**Verilen istek 1**: Kayıtlarda "Place one keypoint per instance of the shrub" ifadesinin geçtiği satırdan kayıtların sonuna kadar (ikisi de dahil) uzanan satırları, istekler de içinde olmak üzere yeniden yazın. Yalnızca yanıtlardaki koordinatları 0,65 ile çarpıp buçukları yukarı yuvarlayarak tam sayıya çevirin, isteklere ve onlardaki biçim örneklerine dokunmayın, resimleri de yanıta almayın.

**Sayfa alıntısı**:

....................

İNTERNET/BİLİŞİM DOLANDIRICILIĞI

Abone Ol

1- Giriş:

Bu makalemizde, Türkiye’de en çok işlenen suçlar arasında ilk beşte yer alan dolandırıcılık[1] suçunu nitelikli hali olan internet/bilişim dolandırıcılığı türünü inceleyeceğiz. Dolandırıcılık, hileli davranışlarla bir kimseyi aldatıp, onun veya başkasının zararına olarak, kendisine veya başkasına bir yarar sağlayan kişilerce işlenen suçtur[2]. 5237 sayılı Türk Ceza Kanunda (TCK) dolandırıcılığın basit hali tanımlanmış, nitelikli halleri sayılmıştır. İnternet /Bilişim dolandırıcılığı da, dolandırıcılık suçunun nitelikli hallerinden biridir.

2- İnternet/bilişim dolandırıcılığı ve örnekleri:

TCK madde 158/1-f’de düzenlenen dolandırıcılık suçunun “Bilişim sistemlerinin, banka veya kredi kurumlarının araç olarak kullanılması suretiyle” işlenmesi hali (internet/bilişim dolandırıcılığı) mevzuatta nitelikli hal olarak düzenlenmiş olup, çağımızın getirdiği internet ortamında en çok işlenen suç türlerinden biridir. Kanun koyucu bu nitelikli hali düzenlerken, “…Bilişim sistemlerinin ya da birer güven kurumu olan banka veya kredi kurumlarının araç olarak kullanılması, dolandırıcılık suçunun işlenmesi açısından önemli bir kolaylık sağlamaktadır. Banka ve kredi kurumları açısından dikkat edilmesi gereken husus, bu kurumları temsilen, bu kurumlar adına hareket eden kişilerin başkalarını kolaylıkla aldatabilmeleridir.” şeklinde gerekçelendirmiştir[3]. Bu tür dolandırıcılıkta internet vasıtasıyla kişinin iradesi sakatlanmakta hileye düşürülmekte, menfaat ise banka aracılığıyla temin edilmektedir.

Yargıtay 15. Ceza Dairesinin 10.03.2021 tarih 2017/32343 E. ve 2021/2719 K. sayılı kararında, “…Sanığın, sahibinden.com adlı internet sitesinde cep telefonunu satışa çıkardığı, müştekinin telefonun 1000 TL’ye anlaşarak 500 TL’sini teslimden sonra olmak üzere 500 TL’lik kısmını bankadan havale yapması daha sonra sanığa müştekinin ulaşamaması neticesinde gerçekleşen eylemin nitelikli dolandırıcılık olarak kabulü gerekir” şeklindedir.

....................

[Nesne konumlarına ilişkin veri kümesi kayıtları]
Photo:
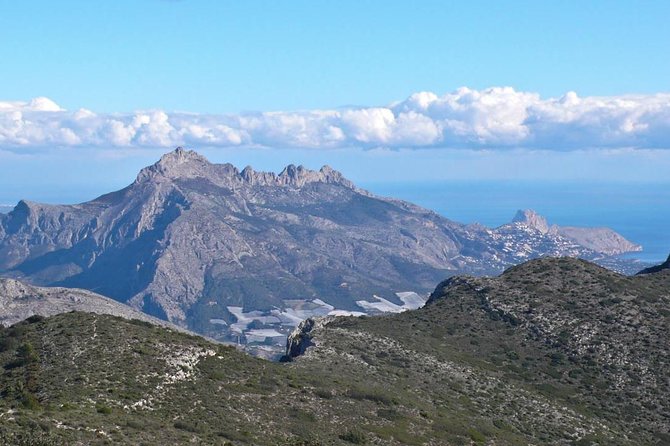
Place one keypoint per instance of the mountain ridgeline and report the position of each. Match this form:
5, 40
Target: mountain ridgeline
224, 251
552, 352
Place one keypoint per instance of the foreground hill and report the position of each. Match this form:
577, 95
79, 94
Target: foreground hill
242, 254
19, 301
556, 352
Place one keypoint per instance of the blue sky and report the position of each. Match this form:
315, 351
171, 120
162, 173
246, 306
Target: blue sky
230, 56
421, 90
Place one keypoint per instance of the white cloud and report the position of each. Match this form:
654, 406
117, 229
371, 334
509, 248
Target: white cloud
494, 118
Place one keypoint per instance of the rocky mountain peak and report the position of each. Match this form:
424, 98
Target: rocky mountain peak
176, 164
532, 219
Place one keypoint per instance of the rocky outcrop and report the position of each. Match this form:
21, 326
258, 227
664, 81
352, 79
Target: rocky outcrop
300, 339
601, 240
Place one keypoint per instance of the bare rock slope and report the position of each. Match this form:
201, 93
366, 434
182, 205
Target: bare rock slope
207, 246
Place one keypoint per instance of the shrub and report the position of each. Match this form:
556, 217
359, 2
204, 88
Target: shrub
354, 437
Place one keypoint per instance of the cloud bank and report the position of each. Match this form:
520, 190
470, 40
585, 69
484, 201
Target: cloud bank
494, 118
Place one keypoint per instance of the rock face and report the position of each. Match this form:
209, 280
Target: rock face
207, 246
19, 301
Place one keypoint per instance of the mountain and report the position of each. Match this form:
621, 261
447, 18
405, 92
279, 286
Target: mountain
245, 255
19, 301
657, 268
589, 340
602, 240
552, 352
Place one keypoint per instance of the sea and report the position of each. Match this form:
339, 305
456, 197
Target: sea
639, 211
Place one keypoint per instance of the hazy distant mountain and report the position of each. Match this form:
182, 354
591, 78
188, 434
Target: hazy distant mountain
657, 268
228, 252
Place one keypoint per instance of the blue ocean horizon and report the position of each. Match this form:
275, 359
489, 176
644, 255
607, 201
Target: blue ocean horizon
638, 211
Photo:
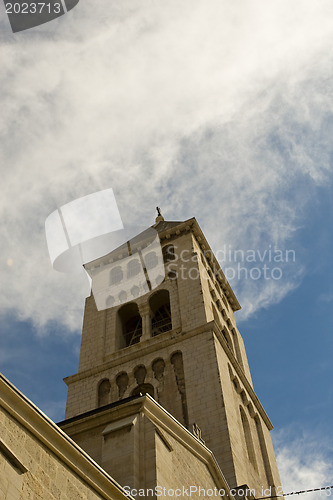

....................

**Verilen istek 2**: İnternet dolandırıcılığı konulu metinde "Bu makalemizde, Türkiye’de" ifadesinden "nitelikli hallerinden biridir." ifadesine kadar (bu ifade dahil) olan bölümü, "makalemizde" yerine "yazımızda" koyarak güncellenmiş biçimde yeniden yazın.

**Alıştırma sonucu 1**:
Place one keypoint per instance of the shrub and report the position of each. Match this form:
556, 217
359, 2
204, 88
Target: shrub
230, 284
Place one keypoint per instance of the cloud bank and report the position of each. Match this form:
520, 190
470, 40
585, 69
484, 201
Target: cloud bank
321, 77
Place one keypoint per instance of the rock face and report the position of each. Match this form:
209, 280
Target: rock face
135, 160
12, 196
Place one keypoint per instance of the mountain and report the position of each. Match this form:
621, 261
447, 18
405, 92
279, 286
Target: mountain
159, 166
12, 196
427, 174
383, 221
391, 156
359, 229
Place one keypoint per instance of the sea and report the position of each. Match this form:
339, 305
456, 197
Target: sea
415, 137
Place one keypoint per instance of the hazy distant mountain and report the position of each. Match this form:
182, 354
591, 78
188, 434
Target: hazy distant mountain
427, 174
148, 164
Place one keypoint per instance of the blue ocean horizon and report the position of each. Match this form:
275, 359
489, 176
644, 255
607, 201
Target: blue ocean horizon
415, 137
Photo:

**Alıştırma sonucu 2**:
Bu yazımızda, Türkiye’de en çok işlenen suçlar arasında ilk beşte yer alan dolandırıcılık[1] suçunu nitelikli hali olan internet/bilişim dolandırıcılığı türünü inceleyeceğiz. Dolandırıcılık, hileli davranışlarla bir kimseyi aldatıp, onun veya başkasının zararına olarak, kendisine veya başkasına bir yarar sağlayan kişilerce işlenen suçtur[2]. 5237 sayılı Türk Ceza Kanunda (TCK) dolandırıcılığın basit hali tanımlanmış, nitelikli halleri sayılmıştır. İnternet /Bilişim dolandırıcılığı da, dolandırıcılık suçunun nitelikli hallerinden biridir.